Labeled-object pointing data
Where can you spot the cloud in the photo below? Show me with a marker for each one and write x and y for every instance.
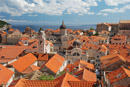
(49, 7)
(116, 2)
(15, 21)
(104, 14)
(117, 10)
(2, 16)
(32, 15)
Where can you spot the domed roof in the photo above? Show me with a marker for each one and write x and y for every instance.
(76, 43)
(63, 26)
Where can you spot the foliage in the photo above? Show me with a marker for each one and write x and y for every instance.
(47, 77)
(61, 73)
(2, 23)
(96, 34)
(41, 29)
(91, 28)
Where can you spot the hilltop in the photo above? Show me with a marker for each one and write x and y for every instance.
(2, 23)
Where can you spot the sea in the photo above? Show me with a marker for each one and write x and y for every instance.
(54, 27)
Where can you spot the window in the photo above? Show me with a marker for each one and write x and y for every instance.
(76, 54)
(118, 76)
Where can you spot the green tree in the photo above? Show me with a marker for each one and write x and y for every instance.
(41, 29)
(47, 77)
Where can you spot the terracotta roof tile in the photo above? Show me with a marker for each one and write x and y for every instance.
(24, 62)
(118, 74)
(65, 78)
(43, 57)
(81, 84)
(31, 69)
(55, 63)
(8, 52)
(5, 74)
(36, 83)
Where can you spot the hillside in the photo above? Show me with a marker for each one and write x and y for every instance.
(2, 23)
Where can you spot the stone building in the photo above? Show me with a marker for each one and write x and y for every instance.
(14, 37)
(124, 27)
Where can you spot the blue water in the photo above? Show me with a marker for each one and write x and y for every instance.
(54, 27)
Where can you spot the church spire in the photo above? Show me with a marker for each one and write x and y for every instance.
(63, 22)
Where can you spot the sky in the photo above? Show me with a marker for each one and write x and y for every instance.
(73, 12)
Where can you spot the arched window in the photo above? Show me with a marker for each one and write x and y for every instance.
(76, 54)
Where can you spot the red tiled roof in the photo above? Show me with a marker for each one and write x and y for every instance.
(35, 83)
(43, 57)
(86, 64)
(55, 63)
(24, 62)
(5, 74)
(86, 75)
(24, 38)
(110, 59)
(89, 76)
(65, 78)
(81, 84)
(8, 52)
(31, 69)
(118, 74)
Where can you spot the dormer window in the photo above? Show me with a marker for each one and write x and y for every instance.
(2, 56)
(118, 76)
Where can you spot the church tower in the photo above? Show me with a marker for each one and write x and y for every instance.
(41, 42)
(63, 30)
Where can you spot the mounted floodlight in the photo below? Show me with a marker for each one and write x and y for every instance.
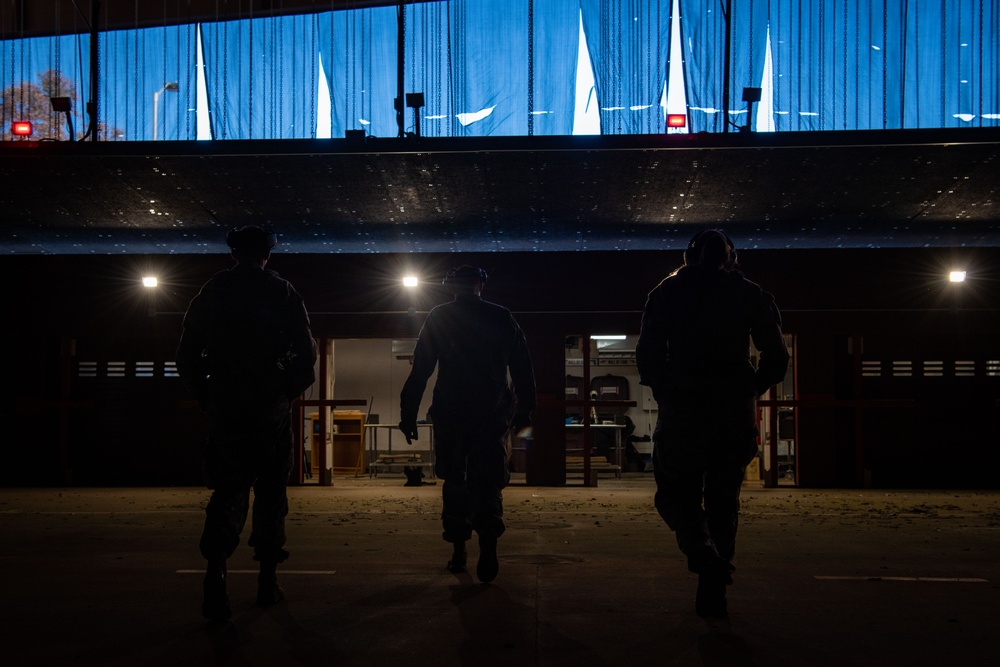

§ JOB
Reproduce all of the data above, substituting "pin" for every occurrence of "marker" and leaving everything else unchanged. Omit the pictures from your answer.

§ SOLUTION TO THE PROBLEM
Where can you spot the cloud in the photo below? Show me with a pin for each one and write x and y for every instance.
(49, 7)
(116, 2)
(15, 21)
(104, 14)
(117, 10)
(2, 16)
(32, 15)
Where can you spot the domed roof in the photo above? Show me with a pin for each one and write x and y for every instance.
(76, 43)
(63, 26)
Where can you spot the foliage in the photo above? Show me with a pin for each one and write x and y for every instance.
(47, 77)
(61, 73)
(2, 23)
(96, 34)
(41, 29)
(91, 28)
Where can you spot the hilltop in the photo above? Show me with a pin for each one and write x and y for every instance.
(2, 23)
Where can you spot the sea in the photo above? Show me with a pin for each one and write x and y for every instance.
(54, 27)
Where can you spot the window in the photo above? Show me with a pin for each one and write x and y for every instance.
(76, 54)
(118, 76)
Where can you spot the green tree in the photo above? Show me with a pin for each one and write x and y for every instance.
(41, 29)
(47, 77)
Where can you spot the terracotta roof tile in the photo above? Show me with a pin for each one and write x and y for every instance.
(24, 62)
(118, 74)
(65, 78)
(43, 57)
(81, 84)
(31, 69)
(55, 63)
(8, 52)
(5, 74)
(36, 83)
Where can you spot the hillside in the photo above? Show me with a pin for each one and write x and y for every instance.
(2, 23)
Where can you spot the stone building in the photo above? Show me with a pin for each one and write x and y for every instance.
(14, 37)
(124, 27)
Where can you spot the blue water in the photo above? Show me with a pin for each one and write x and y for every instance.
(54, 27)
Where can you spot the church spire in the photo above? Show me with a pin for each one and write x and y for every instance.
(63, 22)
Where can you spot the sky in the photo above? Show me with a pin for each one and write x and y for every instance.
(73, 12)
Where can you spot the arched window in the photo above? Show me with a pin for each one and write x and y for every instance.
(76, 54)
Where can you spot the red tiled roof in the photo above? Show me with a pin for each one and write x and y for every instance.
(35, 83)
(43, 57)
(86, 64)
(55, 63)
(24, 62)
(5, 74)
(86, 75)
(24, 38)
(110, 59)
(89, 76)
(65, 78)
(81, 84)
(8, 52)
(31, 69)
(118, 74)
Where can you spot the dormer window in the photo above? Show me with a pin for each one and write x and y for every instance.
(2, 56)
(118, 76)
Where can you spot the church tower in the photo above? Show me with a pin for each one and write x and y for every instance.
(41, 42)
(63, 30)
Where can you spot the mounted floodlight in the photo below? Show me with a pin for each one and write x and y for every instance.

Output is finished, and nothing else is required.